Thomas Graves thought he had no chance of replacing his faulty aortic valve without surgery—until he came to NYU Langone.
When Thomas Graves, a 73-year-old from Bridgeport, Connecticut, retired as a marketing executive 10 years ago, he had no intention of taking it easy. He kept up his fitness regime, working out 3 times a week, and raced his 37-foot sailboat, Bad Dog, with the Cedar Point Yacht Club every Wednesday.
But about two years ago, activities he once did almost effortlessly, like walking up hills with his dog or training on the elliptical machine, began to leave him winded. A local cardiologist recommended a stress test. “It was a struggle to complete it,” says Graves.
His diagnosis was sobering: Graves had aortic stenosis, a narrowing of the aortic valve opening, which restricts blood flow from the left ventricle to the body’s main artery. The progressive disease affects an estimated 1.5 million Americans, and in Graves’ case it left him at long-term risk for heart failure. Since he was otherwise healthy, the doctor recommended open heart surgery to insert a replacement valve.
“I didn’t want my chest cracked open,” says Graves, “but nobody else was offering me an alternative.”
==============================
■ **EXERCISE GOAL**: Pick up the account of Thomas Graves's aortic valve treatment after its final sentence and carry it forward. None of the data that follows is required for this task.
==============================
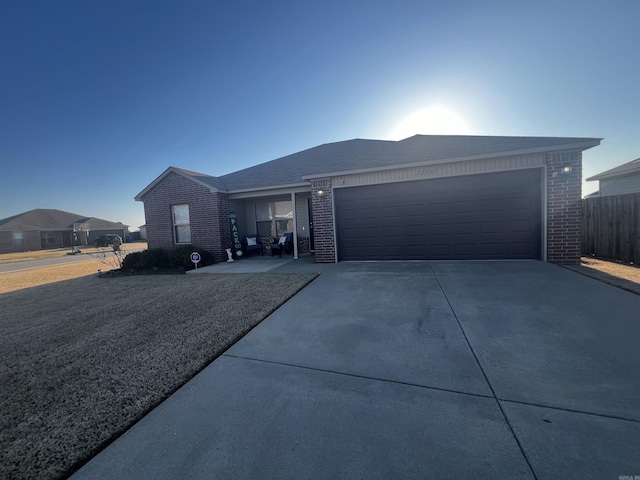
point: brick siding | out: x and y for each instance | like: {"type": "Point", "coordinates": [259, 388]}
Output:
{"type": "Point", "coordinates": [564, 208]}
{"type": "Point", "coordinates": [208, 215]}
{"type": "Point", "coordinates": [323, 235]}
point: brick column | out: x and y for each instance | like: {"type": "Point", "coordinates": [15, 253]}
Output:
{"type": "Point", "coordinates": [323, 235]}
{"type": "Point", "coordinates": [564, 207]}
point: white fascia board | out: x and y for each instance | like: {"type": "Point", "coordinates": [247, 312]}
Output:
{"type": "Point", "coordinates": [270, 191]}
{"type": "Point", "coordinates": [573, 146]}
{"type": "Point", "coordinates": [606, 176]}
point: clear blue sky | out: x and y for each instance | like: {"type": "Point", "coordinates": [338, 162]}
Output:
{"type": "Point", "coordinates": [97, 98]}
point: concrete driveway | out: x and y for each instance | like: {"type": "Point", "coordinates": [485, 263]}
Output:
{"type": "Point", "coordinates": [411, 370]}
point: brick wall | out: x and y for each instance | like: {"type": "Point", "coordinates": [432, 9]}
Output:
{"type": "Point", "coordinates": [208, 215]}
{"type": "Point", "coordinates": [564, 207]}
{"type": "Point", "coordinates": [323, 235]}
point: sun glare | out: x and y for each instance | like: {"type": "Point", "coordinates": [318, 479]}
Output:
{"type": "Point", "coordinates": [431, 121]}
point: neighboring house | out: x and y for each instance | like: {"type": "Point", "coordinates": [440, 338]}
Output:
{"type": "Point", "coordinates": [424, 197]}
{"type": "Point", "coordinates": [48, 228]}
{"type": "Point", "coordinates": [622, 179]}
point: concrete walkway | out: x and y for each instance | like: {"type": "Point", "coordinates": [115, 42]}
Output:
{"type": "Point", "coordinates": [266, 263]}
{"type": "Point", "coordinates": [410, 370]}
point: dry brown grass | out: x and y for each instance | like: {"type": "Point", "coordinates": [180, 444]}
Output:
{"type": "Point", "coordinates": [618, 274]}
{"type": "Point", "coordinates": [620, 270]}
{"type": "Point", "coordinates": [60, 253]}
{"type": "Point", "coordinates": [32, 277]}
{"type": "Point", "coordinates": [84, 359]}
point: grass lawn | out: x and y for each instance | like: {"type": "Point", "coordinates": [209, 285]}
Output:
{"type": "Point", "coordinates": [62, 252]}
{"type": "Point", "coordinates": [84, 359]}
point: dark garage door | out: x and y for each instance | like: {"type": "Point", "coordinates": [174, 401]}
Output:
{"type": "Point", "coordinates": [486, 216]}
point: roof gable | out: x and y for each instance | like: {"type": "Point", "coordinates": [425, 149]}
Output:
{"type": "Point", "coordinates": [361, 155]}
{"type": "Point", "coordinates": [212, 183]}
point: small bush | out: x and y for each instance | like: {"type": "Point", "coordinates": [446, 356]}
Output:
{"type": "Point", "coordinates": [132, 260]}
{"type": "Point", "coordinates": [181, 257]}
{"type": "Point", "coordinates": [153, 257]}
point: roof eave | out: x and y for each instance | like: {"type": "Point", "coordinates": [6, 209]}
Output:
{"type": "Point", "coordinates": [609, 176]}
{"type": "Point", "coordinates": [573, 146]}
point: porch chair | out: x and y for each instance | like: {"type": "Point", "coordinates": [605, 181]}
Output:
{"type": "Point", "coordinates": [284, 243]}
{"type": "Point", "coordinates": [251, 243]}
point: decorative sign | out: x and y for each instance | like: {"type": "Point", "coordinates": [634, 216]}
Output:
{"type": "Point", "coordinates": [195, 258]}
{"type": "Point", "coordinates": [235, 235]}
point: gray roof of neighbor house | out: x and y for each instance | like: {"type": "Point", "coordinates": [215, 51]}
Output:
{"type": "Point", "coordinates": [359, 155]}
{"type": "Point", "coordinates": [631, 168]}
{"type": "Point", "coordinates": [51, 219]}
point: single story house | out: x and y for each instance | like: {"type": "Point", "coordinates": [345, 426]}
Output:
{"type": "Point", "coordinates": [619, 180]}
{"type": "Point", "coordinates": [424, 197]}
{"type": "Point", "coordinates": [45, 228]}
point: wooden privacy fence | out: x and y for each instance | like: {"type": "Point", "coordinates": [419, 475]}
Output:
{"type": "Point", "coordinates": [611, 227]}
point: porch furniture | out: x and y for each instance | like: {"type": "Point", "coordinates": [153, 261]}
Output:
{"type": "Point", "coordinates": [251, 243]}
{"type": "Point", "coordinates": [285, 243]}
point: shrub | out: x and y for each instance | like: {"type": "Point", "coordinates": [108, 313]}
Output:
{"type": "Point", "coordinates": [153, 257]}
{"type": "Point", "coordinates": [181, 257]}
{"type": "Point", "coordinates": [132, 260]}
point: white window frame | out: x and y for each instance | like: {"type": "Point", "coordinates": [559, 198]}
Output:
{"type": "Point", "coordinates": [18, 239]}
{"type": "Point", "coordinates": [180, 224]}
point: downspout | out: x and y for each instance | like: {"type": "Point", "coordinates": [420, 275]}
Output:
{"type": "Point", "coordinates": [295, 226]}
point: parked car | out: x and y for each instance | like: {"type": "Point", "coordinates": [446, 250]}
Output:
{"type": "Point", "coordinates": [107, 240]}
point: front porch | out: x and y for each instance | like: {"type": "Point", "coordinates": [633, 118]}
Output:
{"type": "Point", "coordinates": [271, 216]}
{"type": "Point", "coordinates": [261, 264]}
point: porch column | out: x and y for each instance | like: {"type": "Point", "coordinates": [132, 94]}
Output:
{"type": "Point", "coordinates": [295, 226]}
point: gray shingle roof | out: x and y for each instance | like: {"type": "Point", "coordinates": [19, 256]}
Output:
{"type": "Point", "coordinates": [360, 154]}
{"type": "Point", "coordinates": [51, 219]}
{"type": "Point", "coordinates": [631, 168]}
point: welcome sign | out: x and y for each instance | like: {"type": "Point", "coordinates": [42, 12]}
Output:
{"type": "Point", "coordinates": [235, 236]}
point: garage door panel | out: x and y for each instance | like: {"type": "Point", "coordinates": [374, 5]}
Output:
{"type": "Point", "coordinates": [497, 215]}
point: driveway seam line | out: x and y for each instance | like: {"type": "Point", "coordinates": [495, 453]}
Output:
{"type": "Point", "coordinates": [564, 409]}
{"type": "Point", "coordinates": [364, 377]}
{"type": "Point", "coordinates": [475, 356]}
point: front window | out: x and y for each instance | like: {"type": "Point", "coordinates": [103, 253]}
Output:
{"type": "Point", "coordinates": [273, 219]}
{"type": "Point", "coordinates": [181, 224]}
{"type": "Point", "coordinates": [47, 238]}
{"type": "Point", "coordinates": [18, 239]}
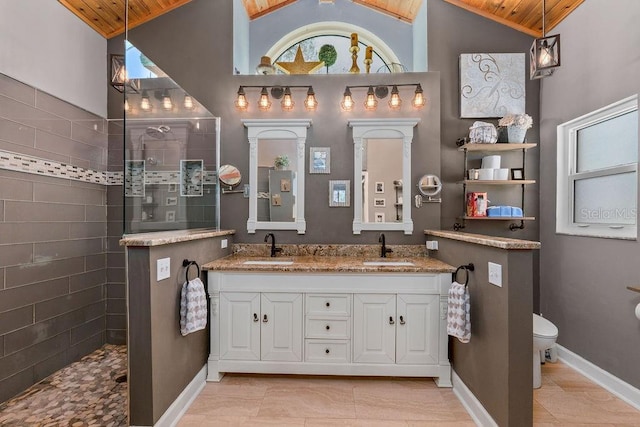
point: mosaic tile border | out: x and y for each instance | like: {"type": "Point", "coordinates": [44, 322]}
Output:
{"type": "Point", "coordinates": [34, 165]}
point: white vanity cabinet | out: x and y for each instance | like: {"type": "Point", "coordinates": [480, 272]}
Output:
{"type": "Point", "coordinates": [261, 326]}
{"type": "Point", "coordinates": [395, 328]}
{"type": "Point", "coordinates": [389, 324]}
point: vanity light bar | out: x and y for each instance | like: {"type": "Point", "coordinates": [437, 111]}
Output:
{"type": "Point", "coordinates": [380, 92]}
{"type": "Point", "coordinates": [277, 92]}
==============================
■ **ANSWER AREA**:
So Graves sought out a better option, and he ultimately found it at the Heart Valve Center at NYU Langone Health. The center’s surgeons have been at the forefront of many pioneering treatments for valve disease. Among these is a nonsurgical technique called transcatheter aortic valve replacement, or TAVR, widely used as an alternative for patients considered too frail to endure the rigors of open heart surgery and the months-long recovery.
Using live imaging as a guide, surgeons thread an artificial valve made of animal tissue and a metal mesh stent through a tiny puncture in the groin, up through the femoral artery, and into the heart. There, the device is deployed inside the old valve and expanded to restore normal blood flow.
Mathew R. Williams, MD, director of the Heart Valve Center and chief of the Division of Adult Cardiac Surgery, has performed over 3,000 TAVR procedures, more than any other U.S. surgeon. The majority have been completed on high-risk patients. Yet this demographic is quickly changing. Last year, Dr. Williams coauthored a study published in the New England Journal of Medicine showing that the technique is an equivalent or superior alternative for patients who are deemed healthy enough for open heart surgery.
“The treatment of heart valve disease has progressed rapidly during the past five years,” says Dr. Williams, who is the first person in the U.S. to be dual-trained in interventional cardiology, which relies heavily on catheter-based procedures, and cardiac surgery, which involves open surgery. “Replacing valves through catheterization has been like going from a model T to a Tesla.”
The center is currently leading or participating in more than a dozen clinical trials to assess new catheter-based treatments, indications, and devices. Graves was accepted into one such trial last year. It was randomized, meaning he had a 50-50 chance of getting open heart surgery, so, in his words, “When they told me I was selected for TAVR, I felt like I’d won the lottery.”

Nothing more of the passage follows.